Provided records:

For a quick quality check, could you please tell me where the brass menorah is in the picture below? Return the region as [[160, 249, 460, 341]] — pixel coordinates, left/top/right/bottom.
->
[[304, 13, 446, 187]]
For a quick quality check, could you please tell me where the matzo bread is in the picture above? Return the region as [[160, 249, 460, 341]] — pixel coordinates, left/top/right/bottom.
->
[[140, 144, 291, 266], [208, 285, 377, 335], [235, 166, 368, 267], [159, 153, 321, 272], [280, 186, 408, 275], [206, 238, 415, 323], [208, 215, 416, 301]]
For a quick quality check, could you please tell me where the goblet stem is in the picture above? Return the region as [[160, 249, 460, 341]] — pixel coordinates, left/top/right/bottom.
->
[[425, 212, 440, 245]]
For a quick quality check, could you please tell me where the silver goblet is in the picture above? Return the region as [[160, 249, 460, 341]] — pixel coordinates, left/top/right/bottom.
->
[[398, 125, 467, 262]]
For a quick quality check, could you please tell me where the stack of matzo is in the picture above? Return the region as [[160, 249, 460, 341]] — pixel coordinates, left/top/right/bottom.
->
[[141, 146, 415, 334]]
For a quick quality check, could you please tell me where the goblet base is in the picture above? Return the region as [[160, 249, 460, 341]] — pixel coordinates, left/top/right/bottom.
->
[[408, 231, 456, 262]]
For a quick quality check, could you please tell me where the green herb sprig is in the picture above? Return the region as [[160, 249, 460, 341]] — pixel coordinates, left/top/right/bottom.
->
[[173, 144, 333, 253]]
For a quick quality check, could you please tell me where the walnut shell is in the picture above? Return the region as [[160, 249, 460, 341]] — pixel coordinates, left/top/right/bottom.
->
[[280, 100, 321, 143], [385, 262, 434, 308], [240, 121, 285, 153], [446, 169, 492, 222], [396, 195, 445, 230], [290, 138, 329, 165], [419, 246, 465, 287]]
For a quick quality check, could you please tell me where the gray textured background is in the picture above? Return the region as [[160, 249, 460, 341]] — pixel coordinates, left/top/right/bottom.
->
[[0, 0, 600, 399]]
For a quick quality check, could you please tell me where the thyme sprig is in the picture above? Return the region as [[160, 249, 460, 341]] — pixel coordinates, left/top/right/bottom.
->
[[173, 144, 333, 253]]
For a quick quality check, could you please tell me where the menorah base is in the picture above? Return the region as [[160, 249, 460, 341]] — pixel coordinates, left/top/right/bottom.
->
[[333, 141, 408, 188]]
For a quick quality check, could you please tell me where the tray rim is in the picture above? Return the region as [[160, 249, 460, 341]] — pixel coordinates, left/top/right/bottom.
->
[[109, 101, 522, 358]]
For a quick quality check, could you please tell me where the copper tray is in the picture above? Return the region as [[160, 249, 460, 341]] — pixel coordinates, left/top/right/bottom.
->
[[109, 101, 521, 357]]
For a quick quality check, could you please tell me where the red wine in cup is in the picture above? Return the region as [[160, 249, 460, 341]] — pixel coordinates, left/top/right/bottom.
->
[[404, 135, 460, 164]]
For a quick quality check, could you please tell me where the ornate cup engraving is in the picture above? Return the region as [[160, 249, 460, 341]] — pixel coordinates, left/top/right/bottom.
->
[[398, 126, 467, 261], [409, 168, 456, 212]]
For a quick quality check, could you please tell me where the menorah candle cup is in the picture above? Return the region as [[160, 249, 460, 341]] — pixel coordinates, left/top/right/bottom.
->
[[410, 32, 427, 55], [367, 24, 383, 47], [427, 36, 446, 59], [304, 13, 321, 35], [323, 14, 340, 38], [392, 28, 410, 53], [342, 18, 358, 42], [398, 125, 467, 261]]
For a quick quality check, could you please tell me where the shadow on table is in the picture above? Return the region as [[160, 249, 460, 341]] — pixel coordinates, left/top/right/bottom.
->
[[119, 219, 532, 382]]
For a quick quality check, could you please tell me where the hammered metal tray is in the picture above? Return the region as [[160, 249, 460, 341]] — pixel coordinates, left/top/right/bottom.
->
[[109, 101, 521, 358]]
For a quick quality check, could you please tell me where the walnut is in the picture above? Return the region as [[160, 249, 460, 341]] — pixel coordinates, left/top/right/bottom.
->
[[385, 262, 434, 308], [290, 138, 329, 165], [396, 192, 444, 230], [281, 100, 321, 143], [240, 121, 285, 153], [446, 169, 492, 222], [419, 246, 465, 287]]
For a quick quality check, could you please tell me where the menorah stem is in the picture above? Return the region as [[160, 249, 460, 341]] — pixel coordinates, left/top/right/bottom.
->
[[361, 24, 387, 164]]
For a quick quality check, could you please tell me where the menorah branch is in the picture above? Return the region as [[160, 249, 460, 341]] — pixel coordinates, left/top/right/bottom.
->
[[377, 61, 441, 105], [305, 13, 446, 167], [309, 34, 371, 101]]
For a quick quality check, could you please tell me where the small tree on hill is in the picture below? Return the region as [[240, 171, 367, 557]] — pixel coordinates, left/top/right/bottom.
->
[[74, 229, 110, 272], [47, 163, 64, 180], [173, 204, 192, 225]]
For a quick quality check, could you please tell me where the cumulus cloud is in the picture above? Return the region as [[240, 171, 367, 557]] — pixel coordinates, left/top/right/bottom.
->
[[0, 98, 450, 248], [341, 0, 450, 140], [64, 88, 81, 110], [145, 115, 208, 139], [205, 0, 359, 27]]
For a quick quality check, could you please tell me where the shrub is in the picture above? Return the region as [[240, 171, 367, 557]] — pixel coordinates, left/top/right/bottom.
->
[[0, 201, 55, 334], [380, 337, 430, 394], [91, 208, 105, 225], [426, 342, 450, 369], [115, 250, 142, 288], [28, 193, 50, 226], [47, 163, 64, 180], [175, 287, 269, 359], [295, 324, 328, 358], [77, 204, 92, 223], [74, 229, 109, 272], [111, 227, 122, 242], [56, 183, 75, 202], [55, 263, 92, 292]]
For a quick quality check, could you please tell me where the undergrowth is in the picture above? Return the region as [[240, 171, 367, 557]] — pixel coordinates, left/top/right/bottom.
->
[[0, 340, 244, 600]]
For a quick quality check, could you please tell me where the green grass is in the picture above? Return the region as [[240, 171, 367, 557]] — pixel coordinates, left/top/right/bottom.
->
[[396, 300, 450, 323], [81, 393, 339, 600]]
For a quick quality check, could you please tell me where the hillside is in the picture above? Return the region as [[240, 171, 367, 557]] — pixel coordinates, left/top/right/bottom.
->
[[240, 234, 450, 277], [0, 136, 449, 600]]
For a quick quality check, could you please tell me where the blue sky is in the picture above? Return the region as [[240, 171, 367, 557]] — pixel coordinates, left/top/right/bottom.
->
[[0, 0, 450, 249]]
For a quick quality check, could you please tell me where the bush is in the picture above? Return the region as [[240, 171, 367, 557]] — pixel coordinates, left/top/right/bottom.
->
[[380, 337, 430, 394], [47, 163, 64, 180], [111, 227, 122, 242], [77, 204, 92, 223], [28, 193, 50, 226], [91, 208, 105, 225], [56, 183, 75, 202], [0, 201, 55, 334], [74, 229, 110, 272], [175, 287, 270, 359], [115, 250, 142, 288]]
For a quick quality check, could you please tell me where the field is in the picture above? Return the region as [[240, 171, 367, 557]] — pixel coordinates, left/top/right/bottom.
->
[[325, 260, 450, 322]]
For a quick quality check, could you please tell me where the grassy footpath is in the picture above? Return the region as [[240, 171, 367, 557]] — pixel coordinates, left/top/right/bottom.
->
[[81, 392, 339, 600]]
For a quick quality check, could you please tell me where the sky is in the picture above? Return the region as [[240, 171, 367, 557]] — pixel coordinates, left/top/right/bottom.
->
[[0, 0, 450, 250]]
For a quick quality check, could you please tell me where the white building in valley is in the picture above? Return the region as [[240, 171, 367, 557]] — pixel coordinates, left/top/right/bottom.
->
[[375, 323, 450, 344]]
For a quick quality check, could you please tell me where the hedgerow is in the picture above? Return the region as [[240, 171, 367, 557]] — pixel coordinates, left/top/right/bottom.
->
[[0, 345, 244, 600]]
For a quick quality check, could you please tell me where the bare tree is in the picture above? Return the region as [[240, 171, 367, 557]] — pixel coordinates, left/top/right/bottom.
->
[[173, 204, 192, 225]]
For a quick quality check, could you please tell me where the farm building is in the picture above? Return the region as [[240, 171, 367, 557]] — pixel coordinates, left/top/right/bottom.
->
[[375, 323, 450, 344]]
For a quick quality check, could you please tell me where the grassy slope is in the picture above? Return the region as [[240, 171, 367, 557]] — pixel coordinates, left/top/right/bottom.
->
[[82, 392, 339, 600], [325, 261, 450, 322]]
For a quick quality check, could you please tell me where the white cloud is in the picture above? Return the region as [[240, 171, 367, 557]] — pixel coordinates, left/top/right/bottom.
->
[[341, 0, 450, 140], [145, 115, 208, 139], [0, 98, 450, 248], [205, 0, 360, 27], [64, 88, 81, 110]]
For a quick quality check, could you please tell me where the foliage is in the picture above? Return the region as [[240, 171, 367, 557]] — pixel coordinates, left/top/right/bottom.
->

Task statement: Render the data from the line with "the grassy footpath" to the line with "[[81, 392, 339, 600]]", both included, as a numbered list, leaving out any blank lines.

Exercise output:
1. For a quick quality check, could you please tell me where the grassy footpath is in the picture above? Return the region as [[240, 171, 367, 557]] — pixel coordinates, left/top/right/bottom.
2. ->
3. [[81, 392, 339, 600]]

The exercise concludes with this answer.